◆ Instructions for the task:
For every line that contains the string "window", pull that line out of the material below.

◆ Dataset records:

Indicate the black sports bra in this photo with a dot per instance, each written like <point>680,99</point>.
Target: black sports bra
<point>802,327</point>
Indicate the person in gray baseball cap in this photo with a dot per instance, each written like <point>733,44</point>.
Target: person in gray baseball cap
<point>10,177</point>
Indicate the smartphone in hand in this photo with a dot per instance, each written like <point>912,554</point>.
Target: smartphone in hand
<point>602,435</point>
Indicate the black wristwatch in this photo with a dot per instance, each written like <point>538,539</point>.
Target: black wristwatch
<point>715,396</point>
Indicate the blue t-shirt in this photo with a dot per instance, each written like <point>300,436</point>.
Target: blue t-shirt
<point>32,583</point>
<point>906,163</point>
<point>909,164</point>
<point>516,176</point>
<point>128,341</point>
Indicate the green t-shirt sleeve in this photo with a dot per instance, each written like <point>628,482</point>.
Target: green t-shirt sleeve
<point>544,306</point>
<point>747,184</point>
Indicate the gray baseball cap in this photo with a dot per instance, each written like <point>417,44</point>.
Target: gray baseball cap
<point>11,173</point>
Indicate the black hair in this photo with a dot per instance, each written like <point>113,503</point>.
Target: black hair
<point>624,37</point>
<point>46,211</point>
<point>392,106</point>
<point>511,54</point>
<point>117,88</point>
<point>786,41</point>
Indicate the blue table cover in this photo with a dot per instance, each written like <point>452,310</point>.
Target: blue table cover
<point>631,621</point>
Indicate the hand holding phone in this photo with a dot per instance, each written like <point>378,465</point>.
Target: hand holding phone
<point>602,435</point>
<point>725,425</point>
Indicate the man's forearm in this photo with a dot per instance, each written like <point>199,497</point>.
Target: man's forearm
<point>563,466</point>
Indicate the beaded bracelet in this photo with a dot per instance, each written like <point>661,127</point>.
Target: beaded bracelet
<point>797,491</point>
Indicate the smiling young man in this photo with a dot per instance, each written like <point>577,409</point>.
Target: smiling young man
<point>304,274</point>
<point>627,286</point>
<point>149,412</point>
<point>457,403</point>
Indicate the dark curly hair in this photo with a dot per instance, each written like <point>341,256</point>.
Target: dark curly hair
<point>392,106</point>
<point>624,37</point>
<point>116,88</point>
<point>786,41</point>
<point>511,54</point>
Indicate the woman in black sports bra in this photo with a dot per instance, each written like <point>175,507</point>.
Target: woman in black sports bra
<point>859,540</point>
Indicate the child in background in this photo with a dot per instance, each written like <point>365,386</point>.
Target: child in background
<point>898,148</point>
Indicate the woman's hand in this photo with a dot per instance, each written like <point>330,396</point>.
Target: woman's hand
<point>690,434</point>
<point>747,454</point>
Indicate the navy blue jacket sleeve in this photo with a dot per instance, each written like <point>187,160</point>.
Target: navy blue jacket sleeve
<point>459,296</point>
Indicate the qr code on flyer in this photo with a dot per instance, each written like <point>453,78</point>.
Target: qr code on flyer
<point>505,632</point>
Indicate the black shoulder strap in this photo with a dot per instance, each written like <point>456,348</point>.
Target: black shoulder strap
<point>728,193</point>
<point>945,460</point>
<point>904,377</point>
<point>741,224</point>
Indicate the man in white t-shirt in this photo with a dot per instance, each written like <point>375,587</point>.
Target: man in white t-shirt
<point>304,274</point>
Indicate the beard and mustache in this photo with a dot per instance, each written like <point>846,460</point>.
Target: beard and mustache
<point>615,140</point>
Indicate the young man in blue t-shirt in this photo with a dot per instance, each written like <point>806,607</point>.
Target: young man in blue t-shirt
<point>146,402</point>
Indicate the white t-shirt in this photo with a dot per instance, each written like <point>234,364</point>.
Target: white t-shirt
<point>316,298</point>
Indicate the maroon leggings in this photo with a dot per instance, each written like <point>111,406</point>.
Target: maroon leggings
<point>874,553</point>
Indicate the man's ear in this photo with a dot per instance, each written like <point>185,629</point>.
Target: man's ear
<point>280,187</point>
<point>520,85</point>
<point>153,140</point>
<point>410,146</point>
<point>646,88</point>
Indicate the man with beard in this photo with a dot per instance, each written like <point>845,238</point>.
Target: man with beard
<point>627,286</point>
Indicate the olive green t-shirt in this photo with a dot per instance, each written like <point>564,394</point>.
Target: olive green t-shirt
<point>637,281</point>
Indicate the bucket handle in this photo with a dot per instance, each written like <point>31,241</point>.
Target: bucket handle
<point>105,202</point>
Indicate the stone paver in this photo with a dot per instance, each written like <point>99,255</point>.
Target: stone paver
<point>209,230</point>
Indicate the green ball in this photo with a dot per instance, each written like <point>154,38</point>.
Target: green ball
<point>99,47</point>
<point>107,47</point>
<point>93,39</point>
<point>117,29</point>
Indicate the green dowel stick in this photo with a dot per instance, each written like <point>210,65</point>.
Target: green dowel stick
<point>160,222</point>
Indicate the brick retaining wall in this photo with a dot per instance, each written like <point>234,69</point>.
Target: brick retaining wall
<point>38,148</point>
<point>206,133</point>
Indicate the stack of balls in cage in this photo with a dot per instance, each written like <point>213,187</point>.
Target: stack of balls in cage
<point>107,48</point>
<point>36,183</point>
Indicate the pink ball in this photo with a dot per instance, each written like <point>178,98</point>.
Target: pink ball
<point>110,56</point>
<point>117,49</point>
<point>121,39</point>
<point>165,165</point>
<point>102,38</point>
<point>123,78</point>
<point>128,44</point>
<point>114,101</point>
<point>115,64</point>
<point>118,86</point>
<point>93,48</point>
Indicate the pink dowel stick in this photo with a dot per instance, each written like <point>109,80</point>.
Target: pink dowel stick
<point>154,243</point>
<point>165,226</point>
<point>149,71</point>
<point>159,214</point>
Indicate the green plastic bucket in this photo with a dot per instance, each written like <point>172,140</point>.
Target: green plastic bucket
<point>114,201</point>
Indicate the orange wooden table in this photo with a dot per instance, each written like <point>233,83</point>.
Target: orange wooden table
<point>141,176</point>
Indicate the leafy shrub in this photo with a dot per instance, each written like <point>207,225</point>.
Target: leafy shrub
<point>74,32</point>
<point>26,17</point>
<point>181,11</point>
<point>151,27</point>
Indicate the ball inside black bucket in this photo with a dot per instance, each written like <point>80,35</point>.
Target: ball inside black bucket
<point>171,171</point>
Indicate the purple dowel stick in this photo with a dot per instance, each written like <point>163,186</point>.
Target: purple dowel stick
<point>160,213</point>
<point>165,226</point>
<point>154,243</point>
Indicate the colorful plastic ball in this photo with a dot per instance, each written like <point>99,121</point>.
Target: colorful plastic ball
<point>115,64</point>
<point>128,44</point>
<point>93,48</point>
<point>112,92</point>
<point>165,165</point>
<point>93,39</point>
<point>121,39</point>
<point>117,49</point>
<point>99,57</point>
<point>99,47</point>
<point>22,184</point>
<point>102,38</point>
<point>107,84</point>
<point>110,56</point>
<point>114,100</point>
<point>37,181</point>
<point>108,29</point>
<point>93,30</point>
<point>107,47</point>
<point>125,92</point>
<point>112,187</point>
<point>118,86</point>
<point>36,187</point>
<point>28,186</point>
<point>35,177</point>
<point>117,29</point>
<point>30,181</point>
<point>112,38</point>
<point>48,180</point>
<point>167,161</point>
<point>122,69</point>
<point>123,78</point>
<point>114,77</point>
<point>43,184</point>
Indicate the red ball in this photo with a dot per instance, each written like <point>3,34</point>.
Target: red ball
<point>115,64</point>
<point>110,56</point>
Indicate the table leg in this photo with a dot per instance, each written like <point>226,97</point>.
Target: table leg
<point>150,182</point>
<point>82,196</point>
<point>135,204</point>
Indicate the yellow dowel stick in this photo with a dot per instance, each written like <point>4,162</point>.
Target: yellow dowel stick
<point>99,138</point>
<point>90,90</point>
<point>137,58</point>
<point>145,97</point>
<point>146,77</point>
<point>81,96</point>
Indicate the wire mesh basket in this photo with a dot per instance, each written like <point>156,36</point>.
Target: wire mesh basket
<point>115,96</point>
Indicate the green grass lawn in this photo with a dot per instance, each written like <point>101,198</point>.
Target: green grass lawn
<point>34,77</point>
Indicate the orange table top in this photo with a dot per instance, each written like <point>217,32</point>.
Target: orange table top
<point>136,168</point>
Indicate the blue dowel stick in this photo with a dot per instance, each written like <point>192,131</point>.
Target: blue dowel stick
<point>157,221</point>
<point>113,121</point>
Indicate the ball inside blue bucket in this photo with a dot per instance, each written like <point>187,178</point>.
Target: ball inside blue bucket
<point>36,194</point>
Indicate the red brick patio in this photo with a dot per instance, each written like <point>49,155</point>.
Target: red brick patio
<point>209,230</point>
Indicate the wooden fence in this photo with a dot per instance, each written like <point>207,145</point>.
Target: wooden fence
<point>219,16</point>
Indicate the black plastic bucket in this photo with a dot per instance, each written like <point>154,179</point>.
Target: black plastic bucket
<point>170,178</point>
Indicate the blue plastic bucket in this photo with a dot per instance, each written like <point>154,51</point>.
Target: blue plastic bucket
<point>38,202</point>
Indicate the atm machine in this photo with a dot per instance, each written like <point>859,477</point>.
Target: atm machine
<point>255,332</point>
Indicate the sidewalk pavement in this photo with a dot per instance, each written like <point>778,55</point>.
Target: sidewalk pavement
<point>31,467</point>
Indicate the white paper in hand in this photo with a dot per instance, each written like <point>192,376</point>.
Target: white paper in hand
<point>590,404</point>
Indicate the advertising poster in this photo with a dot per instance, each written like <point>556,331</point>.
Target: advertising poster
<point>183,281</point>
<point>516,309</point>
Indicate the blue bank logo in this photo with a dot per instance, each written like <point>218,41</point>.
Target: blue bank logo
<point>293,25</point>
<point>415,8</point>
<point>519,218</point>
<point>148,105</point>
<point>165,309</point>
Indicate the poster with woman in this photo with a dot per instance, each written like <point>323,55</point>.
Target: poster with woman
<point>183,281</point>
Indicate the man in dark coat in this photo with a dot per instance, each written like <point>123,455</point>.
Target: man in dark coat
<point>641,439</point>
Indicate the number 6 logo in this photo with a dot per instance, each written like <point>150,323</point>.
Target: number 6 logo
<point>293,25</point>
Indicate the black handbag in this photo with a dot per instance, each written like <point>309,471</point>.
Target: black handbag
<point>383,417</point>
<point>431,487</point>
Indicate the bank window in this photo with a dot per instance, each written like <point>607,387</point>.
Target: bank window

◆ Completed task:
Indicate the bank window in this photo with a dot per instance, each written like <point>607,387</point>.
Target: bank window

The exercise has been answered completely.